Source excerpt:
** BEGIN **

Miami Marlins | R.I.P.
Needs: starting pitching, center field
Money to spend? Oh yeah… with the team preparing to move into a new stadium, owner Jeffrey Loria is expected to make a splash in free agency and could raise payroll to the $100 million range. South Florida will be a favorite of baseball agents in the offseason who will use the Marlins as leverage -- they may even be more popular than the "mystery team" of the past off seasons. The Marlins will be rumored as a possible landing point for nearly every big free agent. The question is, which ones -- if any -- will actually take their talents to South Beach.

New York Mets | R.I.P.
Needs: starting pitching, closer, relief pitching, middle infield
Money to spend? There are plenty of questions about the Mets ownership group, so nobody outside GM Sandy Alderson really knows what's going on and how much money he has to play with. It doesn't look like the team will go crazy in trying to re-sign Jose Reyes. The team will instead hope to improve its bullpen and rotation.

More Free Agency
Position rankings

Philadelphia Phillies | R.I.P.
Needs: shortstop, corner outfielder, closer, relief pitching, first base
Money to spend? It seems like they always find it when they need it, so there's no real concern about the budget. Even with Roy Oswalt likely to leave Philadelphia, there are few worries about the team's rotation. The bullpen, however, will need to be addressed. Ryan Madson may be re-signed and used as the closer, but the Phillies need middle-innings guys, as well. Left field is still an issue and the team could look to upgrade there, but will also need to address first base while Ryan Howard recovers from his Achilles injury. John Mayberry Jr. can play first, but moving him there creates a spot in the outfield.

Washington Nationals | R.I.P.
Needs: center field, starting pitching, relief pitching
Money to spend? Oh yeah. Like the Marlins, the Nationals have money to spend and unlike the Marlins, they have shown a willingness to actually use it. Last year the team overspent on Jayson Werth, something that certainly caught the eyes of free-agents-to-be. Several top names will certainly be courted by the Nationals, including Albert Pujols, Prince Fielder and C.J. Wilson. The Nationals really can't be counted out on anyone.

Central
Chicago Cubs | R.I.P.
Needs: first base, third base, closer, relief pitching, right field
Money to spend? The Ricketts opened the pocketbooks for their general manager, so it's unlikely they'll close 'em for players. Epstein says he wants to build a team from the bottom up, but that takes time and there will be pressure to win right away, and free agency will be part of that. Expect the Cubs to at least talk to the likes of Pujols and Fielder, even if they don't sign them. With Epstein in the fold, it'll certainly be interesting to see what route the Cubs take.

Cincinnati Reds | R.I.P.
Needs: closer, relief pitcher, corner outfielder, shortstop
Money to spend? Not much. It looks like the team will stand pat in the rotation, but after not picking up the option on Francisco Cordero, Cincinnati will need someone to finish out games. Last year Walt Jocketty stayed quiet during the offseason, but this winter that may not happen. However, the team is more likely to use the trade market than spend big in free agency.

** END **

Records supplied:
** BEGIN **

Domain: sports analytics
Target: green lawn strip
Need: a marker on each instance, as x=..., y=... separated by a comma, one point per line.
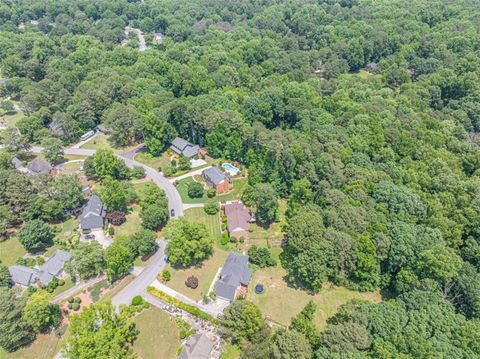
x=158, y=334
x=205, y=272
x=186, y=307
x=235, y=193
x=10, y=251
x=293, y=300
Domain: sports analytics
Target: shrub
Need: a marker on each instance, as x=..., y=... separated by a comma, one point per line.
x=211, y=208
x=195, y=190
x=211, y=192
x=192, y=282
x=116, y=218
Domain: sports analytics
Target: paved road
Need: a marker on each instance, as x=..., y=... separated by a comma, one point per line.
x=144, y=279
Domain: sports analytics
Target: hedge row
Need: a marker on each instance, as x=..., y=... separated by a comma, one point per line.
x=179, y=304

** END **
** BEGIN **

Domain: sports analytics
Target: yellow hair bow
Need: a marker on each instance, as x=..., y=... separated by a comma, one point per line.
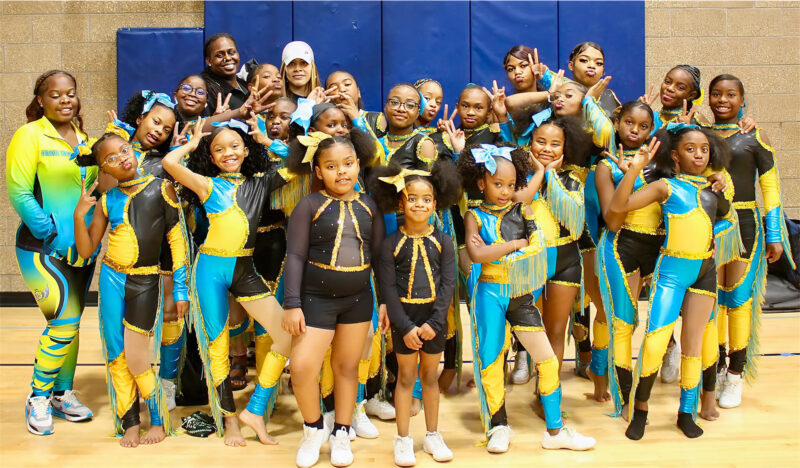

** END **
** BEGIN **

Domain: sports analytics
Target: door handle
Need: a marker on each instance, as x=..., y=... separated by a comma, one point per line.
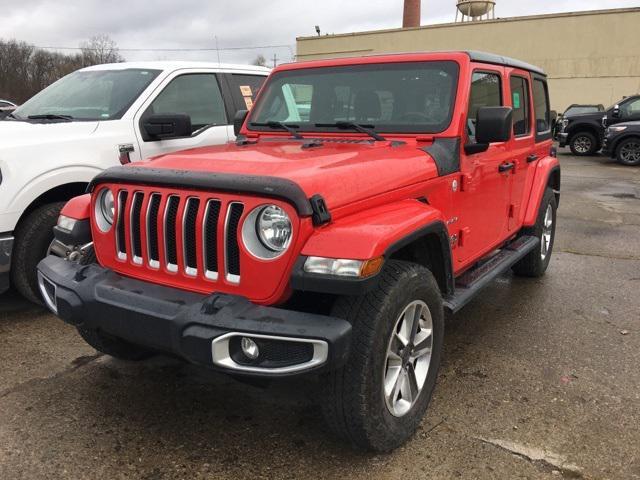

** END **

What you need to do:
a. In the free-agency preview, why must the Phillies address first base, and why does moving John Mayberry Jr. there not fully solve the problem? Answer in one to three sentences.
b. Answer these questions using the free-agency preview, one line each:
(i) Who is the general manager of the Mets?
(ii) Which player did the Nationals overspend on last year?
(iii) To what range could the Marlins raise their payroll?
c. Carry on the free-agency preview from its last sentence.

Results:
a. The Phillies must address first base because Ryan Howard is recovering from his Achilles injury. Mayberry can play first, but moving him there would open a spot in the outfield.

b.
(i) Sandy Alderson
(ii) Jayson Werth
(iii) The $100 million range

c.
Houston Astros | R.I.P.
Needs: shortstop, relief pitching
Money to spend? The Astros are in full-on rebuilding mode, as evidenced by their July fire sale. There's also the holdup of the sale of the team and the possible switch to the American League. If Jim Crane is approved by MLB, he may want to find his own general manager. The Astros won't be much of a player in the free agent market, looking for low-priced.

Milwaukee Brewers | R.I.P.
Needs: first baseman, shortstop, third baseman, relief pitching
Money to spend? Some -- for the right people. The team will try to make a pitch to retain Fielder and possibly Jerry Hairston Jr., but are likely celebrating to be free of Yuniesky Betancourt. The team probably won't be in the race for Reyes or even Jimmy Rollins, but could be in the market for a second-tier shortstop like Clint Barmes. They'll also need to add some arms in the bullpen, but could try to re-sign the likes of Takashi Saito and LaTroy Hawkins.

Pittsburgh Pirates | R.I.P.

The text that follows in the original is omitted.